In your answer, every line of the records should be written out exactly.

——————

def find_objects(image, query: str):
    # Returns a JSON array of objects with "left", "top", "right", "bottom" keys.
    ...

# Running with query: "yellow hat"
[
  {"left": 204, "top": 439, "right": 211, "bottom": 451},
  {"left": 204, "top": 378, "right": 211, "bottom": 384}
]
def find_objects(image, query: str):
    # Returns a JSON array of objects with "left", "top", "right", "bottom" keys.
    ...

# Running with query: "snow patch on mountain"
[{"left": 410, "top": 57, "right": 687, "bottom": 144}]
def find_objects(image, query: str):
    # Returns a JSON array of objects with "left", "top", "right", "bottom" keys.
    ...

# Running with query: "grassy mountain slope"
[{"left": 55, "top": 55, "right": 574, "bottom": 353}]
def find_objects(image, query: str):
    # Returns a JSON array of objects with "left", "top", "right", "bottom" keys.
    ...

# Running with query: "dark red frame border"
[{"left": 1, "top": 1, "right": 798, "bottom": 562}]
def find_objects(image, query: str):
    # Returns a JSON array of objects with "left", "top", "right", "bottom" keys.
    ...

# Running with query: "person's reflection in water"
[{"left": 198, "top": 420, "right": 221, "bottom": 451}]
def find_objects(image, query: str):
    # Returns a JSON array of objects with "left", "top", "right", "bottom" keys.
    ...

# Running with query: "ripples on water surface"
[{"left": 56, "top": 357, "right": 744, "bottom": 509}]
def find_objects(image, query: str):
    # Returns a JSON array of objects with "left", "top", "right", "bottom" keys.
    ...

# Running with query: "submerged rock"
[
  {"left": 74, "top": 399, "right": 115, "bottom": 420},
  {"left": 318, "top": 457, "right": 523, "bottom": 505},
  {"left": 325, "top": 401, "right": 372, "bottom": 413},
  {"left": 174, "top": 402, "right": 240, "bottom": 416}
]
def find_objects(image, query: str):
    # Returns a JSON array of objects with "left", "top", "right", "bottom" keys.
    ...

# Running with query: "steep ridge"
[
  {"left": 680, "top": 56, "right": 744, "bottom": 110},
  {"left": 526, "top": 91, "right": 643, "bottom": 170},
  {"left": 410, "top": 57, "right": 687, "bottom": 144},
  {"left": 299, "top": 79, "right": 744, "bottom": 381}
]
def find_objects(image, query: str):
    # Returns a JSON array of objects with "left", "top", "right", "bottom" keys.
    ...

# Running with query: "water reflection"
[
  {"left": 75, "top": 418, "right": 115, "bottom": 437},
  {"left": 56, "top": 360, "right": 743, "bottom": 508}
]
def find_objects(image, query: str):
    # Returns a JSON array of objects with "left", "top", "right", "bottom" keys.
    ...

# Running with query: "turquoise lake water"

——————

-- Exercise response --
def find_objects(image, query: str):
    # Returns a JSON array of objects with "left", "top", "right", "bottom" keys.
    ...

# Running with query: "yellow hat"
[
  {"left": 204, "top": 439, "right": 211, "bottom": 451},
  {"left": 204, "top": 378, "right": 211, "bottom": 384}
]
def find_objects(image, query: str):
    # Returns a JSON array of objects with "left", "top", "right", "bottom" keys.
    ...

# Running with query: "snow patch on mountain"
[{"left": 410, "top": 57, "right": 687, "bottom": 144}]
def find_objects(image, query: str):
    # Returns a JSON array of objects with "left", "top", "right", "bottom" keys.
    ...

# Running with query: "grassy mountain slope"
[{"left": 55, "top": 55, "right": 574, "bottom": 353}]
def find_objects(image, query: str):
    # Returns a JSON array of objects with "left", "top", "right", "bottom" keys.
    ...

# Running with query: "dark red frame border"
[{"left": 1, "top": 1, "right": 798, "bottom": 562}]
def find_objects(image, query: str):
    # Returns a JSON array of objects with "left", "top", "right", "bottom" keys.
    ...

# Running with query: "person's reflection in water"
[{"left": 198, "top": 420, "right": 221, "bottom": 451}]
def find_objects(image, query: str):
    # Returns a JSON array of objects with "left", "top", "right", "bottom" keys.
    ...

# Running with query: "ripples on water surface"
[{"left": 56, "top": 357, "right": 744, "bottom": 509}]
def find_objects(image, query: str):
    # Returns a JSON array of objects with "left", "top", "right", "bottom" keys.
    ...

# Running with query: "submerged rock"
[
  {"left": 74, "top": 399, "right": 115, "bottom": 420},
  {"left": 318, "top": 457, "right": 523, "bottom": 505},
  {"left": 325, "top": 401, "right": 372, "bottom": 413},
  {"left": 174, "top": 402, "right": 240, "bottom": 416}
]
def find_objects(image, query: str):
    # Returns a JSON array of objects with "left", "top", "right", "bottom" keys.
    ...

# Running with query: "steep ridge"
[
  {"left": 680, "top": 56, "right": 744, "bottom": 110},
  {"left": 526, "top": 91, "right": 643, "bottom": 170},
  {"left": 410, "top": 57, "right": 687, "bottom": 144},
  {"left": 299, "top": 79, "right": 744, "bottom": 381}
]
def find_objects(image, query: str):
    # Returns a JSON array of objects with "left", "top", "right", "bottom" keys.
    ...

# Running with query: "water reflection"
[
  {"left": 75, "top": 418, "right": 115, "bottom": 437},
  {"left": 56, "top": 360, "right": 743, "bottom": 508}
]
def find_objects(image, query: str):
    # Returns a JSON array of objects with "left", "top", "right", "bottom" keys.
    ...

# Running with query: "turquoise lake water"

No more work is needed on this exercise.